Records
——

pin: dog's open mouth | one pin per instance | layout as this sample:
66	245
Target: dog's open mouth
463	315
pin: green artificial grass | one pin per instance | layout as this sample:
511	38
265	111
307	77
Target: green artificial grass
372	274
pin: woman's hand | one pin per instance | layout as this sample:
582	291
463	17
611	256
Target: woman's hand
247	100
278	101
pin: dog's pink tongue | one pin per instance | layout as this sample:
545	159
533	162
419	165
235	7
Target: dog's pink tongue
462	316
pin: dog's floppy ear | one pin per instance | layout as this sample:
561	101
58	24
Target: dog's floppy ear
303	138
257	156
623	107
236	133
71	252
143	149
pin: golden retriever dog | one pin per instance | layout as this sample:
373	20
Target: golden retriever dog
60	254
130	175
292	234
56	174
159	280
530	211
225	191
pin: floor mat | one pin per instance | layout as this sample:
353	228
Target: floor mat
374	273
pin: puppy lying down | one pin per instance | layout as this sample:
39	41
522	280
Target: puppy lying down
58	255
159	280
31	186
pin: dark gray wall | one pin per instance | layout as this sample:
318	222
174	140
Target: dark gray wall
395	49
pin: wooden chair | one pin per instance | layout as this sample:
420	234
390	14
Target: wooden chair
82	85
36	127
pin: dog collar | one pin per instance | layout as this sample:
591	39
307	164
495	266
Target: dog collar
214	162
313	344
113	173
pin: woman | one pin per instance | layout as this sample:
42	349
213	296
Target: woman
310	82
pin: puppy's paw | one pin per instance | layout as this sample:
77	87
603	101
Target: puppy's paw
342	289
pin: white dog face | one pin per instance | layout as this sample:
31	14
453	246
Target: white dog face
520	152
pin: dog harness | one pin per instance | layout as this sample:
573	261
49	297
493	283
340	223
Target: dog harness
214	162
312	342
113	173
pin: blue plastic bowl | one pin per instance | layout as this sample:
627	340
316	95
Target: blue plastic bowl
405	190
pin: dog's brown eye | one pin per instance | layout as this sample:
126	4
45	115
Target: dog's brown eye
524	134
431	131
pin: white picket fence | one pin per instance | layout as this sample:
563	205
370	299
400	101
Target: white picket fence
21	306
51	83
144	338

——

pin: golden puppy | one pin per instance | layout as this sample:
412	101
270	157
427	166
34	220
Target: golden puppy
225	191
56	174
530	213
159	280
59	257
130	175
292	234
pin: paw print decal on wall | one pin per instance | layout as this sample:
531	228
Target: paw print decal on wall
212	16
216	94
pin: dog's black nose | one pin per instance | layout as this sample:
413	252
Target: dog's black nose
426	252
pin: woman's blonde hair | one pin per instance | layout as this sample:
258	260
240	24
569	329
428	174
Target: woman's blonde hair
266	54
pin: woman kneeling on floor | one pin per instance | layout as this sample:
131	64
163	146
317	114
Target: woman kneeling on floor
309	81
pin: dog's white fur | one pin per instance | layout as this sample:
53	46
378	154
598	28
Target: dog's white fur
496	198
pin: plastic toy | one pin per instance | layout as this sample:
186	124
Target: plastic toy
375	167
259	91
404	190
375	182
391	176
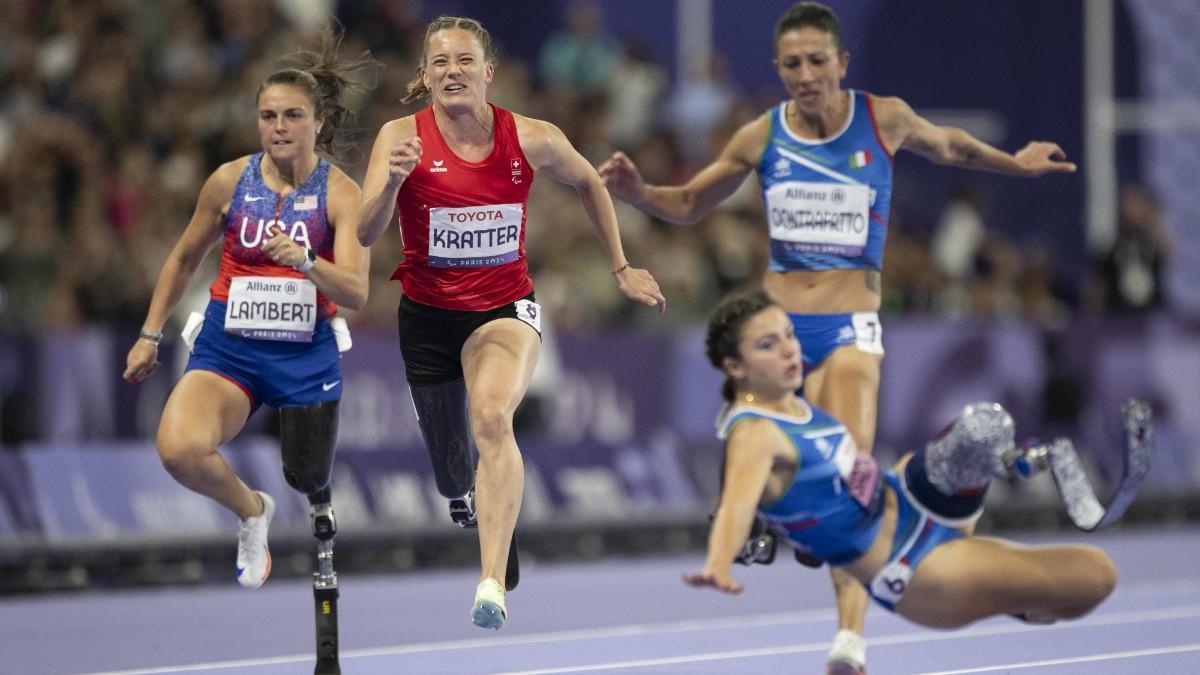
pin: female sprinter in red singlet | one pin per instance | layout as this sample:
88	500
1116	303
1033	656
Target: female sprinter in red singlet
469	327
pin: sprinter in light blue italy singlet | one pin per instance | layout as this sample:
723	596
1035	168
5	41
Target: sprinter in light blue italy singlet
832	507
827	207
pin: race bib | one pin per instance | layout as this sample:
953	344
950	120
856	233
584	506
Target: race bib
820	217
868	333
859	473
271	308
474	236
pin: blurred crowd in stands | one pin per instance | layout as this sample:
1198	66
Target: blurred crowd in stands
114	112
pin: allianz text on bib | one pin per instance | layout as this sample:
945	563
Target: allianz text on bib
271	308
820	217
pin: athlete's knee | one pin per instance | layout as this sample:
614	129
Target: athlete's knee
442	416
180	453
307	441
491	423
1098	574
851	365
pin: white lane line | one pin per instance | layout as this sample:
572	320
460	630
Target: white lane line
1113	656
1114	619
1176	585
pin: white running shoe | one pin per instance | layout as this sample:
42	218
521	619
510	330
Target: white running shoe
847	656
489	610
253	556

——

Extract every line of the records above that contains the string "wooden". Treat uppercase and lowercase letters as different.

pin: wooden chair | one pin per instance | layout as this sample:
Target: wooden chair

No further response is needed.